PROBLEM TO WORK ON
Collect every line of the records that contains the word "sequin" and copy each one unchanged.

RECORDS SUPPLIED
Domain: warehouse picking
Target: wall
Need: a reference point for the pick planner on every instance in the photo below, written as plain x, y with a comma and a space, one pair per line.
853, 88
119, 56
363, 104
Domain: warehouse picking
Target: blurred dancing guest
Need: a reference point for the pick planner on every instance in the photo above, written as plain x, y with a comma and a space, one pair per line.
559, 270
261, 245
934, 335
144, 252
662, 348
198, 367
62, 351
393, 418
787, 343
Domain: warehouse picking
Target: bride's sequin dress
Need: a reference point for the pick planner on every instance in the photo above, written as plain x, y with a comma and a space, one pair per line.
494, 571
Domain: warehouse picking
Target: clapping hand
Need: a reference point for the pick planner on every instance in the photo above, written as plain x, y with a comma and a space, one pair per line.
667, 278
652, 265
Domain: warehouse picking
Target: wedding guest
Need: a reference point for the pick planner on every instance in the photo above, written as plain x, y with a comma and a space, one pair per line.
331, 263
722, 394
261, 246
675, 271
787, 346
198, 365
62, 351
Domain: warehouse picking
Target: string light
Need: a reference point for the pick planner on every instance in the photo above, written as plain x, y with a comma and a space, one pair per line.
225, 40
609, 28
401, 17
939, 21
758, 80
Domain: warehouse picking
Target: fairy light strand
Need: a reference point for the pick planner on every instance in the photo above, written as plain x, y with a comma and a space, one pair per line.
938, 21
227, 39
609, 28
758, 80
...
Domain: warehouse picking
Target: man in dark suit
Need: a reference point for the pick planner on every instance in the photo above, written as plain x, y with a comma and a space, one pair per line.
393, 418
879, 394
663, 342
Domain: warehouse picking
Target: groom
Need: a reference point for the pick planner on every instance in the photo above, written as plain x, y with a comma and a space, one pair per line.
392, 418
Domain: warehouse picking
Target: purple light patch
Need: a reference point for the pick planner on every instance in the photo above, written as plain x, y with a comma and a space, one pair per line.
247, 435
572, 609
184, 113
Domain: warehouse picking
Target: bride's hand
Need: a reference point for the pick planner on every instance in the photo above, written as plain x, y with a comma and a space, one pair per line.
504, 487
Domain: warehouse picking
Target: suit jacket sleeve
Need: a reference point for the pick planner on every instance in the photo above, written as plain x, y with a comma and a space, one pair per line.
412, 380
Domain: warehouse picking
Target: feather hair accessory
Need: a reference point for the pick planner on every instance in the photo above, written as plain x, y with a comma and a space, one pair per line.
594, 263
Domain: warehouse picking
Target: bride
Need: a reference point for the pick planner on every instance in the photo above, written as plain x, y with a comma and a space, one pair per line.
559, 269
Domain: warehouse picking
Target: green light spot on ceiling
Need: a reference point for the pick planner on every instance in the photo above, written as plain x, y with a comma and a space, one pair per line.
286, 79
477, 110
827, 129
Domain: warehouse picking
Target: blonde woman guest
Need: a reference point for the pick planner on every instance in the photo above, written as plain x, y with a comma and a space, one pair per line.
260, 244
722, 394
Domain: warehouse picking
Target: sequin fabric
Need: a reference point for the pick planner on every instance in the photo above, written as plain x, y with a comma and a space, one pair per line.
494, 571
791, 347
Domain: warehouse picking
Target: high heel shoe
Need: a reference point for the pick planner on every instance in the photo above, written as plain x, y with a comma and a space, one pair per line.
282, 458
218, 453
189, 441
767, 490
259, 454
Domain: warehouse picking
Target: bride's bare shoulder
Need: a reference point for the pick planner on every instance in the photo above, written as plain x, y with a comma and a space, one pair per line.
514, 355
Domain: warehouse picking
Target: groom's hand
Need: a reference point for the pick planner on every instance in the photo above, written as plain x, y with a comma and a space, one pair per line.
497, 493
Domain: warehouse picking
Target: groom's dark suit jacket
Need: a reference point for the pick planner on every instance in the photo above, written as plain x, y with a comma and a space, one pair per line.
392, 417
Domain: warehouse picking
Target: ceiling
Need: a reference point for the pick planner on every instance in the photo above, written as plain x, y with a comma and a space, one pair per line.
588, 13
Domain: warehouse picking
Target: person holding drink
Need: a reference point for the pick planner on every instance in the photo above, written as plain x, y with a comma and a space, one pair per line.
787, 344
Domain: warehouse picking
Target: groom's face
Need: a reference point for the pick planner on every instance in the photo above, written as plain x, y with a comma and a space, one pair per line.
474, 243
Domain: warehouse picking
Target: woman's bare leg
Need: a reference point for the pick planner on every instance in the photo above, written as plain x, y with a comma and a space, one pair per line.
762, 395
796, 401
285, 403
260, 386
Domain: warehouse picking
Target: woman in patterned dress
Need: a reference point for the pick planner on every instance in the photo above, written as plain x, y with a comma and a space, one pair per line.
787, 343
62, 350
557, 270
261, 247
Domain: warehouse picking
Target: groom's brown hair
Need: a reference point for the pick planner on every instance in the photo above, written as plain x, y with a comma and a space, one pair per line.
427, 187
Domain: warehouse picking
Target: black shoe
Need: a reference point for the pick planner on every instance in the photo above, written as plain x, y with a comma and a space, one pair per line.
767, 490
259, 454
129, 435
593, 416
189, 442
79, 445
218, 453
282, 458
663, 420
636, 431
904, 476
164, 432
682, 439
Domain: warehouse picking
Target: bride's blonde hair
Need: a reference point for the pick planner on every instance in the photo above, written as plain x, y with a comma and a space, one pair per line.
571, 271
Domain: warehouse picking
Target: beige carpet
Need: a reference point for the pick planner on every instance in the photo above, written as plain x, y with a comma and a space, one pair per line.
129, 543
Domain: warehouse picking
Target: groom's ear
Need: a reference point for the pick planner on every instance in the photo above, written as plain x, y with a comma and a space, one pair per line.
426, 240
* * *
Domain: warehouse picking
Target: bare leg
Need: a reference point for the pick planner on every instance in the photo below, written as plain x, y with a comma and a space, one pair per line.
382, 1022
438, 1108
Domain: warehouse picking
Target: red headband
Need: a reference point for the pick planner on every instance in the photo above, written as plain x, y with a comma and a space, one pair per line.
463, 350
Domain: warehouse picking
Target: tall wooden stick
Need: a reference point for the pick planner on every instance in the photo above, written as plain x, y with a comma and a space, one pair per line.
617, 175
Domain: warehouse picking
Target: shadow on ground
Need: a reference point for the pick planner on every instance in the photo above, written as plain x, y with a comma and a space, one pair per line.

EXPECTED ANSWER
Target: bride's sequin dress
Target: sequin fabric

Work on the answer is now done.